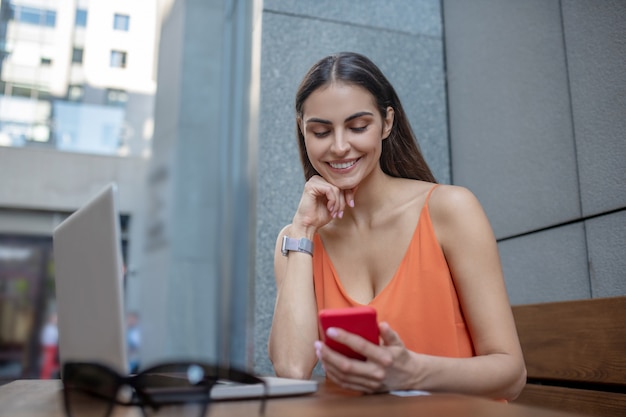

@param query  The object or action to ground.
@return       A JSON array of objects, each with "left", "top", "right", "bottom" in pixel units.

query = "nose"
[{"left": 331, "top": 131, "right": 350, "bottom": 155}]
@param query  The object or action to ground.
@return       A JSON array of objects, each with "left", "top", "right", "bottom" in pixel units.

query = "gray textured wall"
[
  {"left": 443, "top": 0, "right": 626, "bottom": 304},
  {"left": 254, "top": 0, "right": 450, "bottom": 373}
]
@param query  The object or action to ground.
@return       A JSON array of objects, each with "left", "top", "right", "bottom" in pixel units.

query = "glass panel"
[
  {"left": 76, "top": 9, "right": 87, "bottom": 28},
  {"left": 113, "top": 13, "right": 130, "bottom": 32}
]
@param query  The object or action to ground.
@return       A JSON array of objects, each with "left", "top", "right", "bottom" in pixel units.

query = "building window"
[
  {"left": 10, "top": 4, "right": 57, "bottom": 27},
  {"left": 72, "top": 48, "right": 84, "bottom": 64},
  {"left": 67, "top": 85, "right": 85, "bottom": 101},
  {"left": 111, "top": 50, "right": 126, "bottom": 68},
  {"left": 106, "top": 88, "right": 128, "bottom": 107},
  {"left": 113, "top": 13, "right": 130, "bottom": 32},
  {"left": 76, "top": 9, "right": 87, "bottom": 28}
]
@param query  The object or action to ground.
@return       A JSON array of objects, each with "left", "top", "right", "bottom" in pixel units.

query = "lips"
[{"left": 328, "top": 159, "right": 357, "bottom": 169}]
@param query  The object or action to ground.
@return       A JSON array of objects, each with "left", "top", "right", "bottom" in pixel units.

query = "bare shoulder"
[
  {"left": 428, "top": 184, "right": 482, "bottom": 217},
  {"left": 428, "top": 185, "right": 491, "bottom": 240}
]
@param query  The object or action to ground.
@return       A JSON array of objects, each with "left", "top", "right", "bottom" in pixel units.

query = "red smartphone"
[{"left": 319, "top": 306, "right": 379, "bottom": 361}]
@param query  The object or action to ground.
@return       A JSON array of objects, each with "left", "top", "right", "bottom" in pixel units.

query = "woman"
[{"left": 269, "top": 53, "right": 526, "bottom": 400}]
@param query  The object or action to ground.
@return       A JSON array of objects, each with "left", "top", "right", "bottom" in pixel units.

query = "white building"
[{"left": 0, "top": 0, "right": 160, "bottom": 379}]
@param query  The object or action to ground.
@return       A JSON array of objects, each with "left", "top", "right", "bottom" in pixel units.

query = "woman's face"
[{"left": 298, "top": 83, "right": 393, "bottom": 189}]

···

Requirements
How many lines in the records above contain the word "building"? Reply with the number alone.

Expected answer
2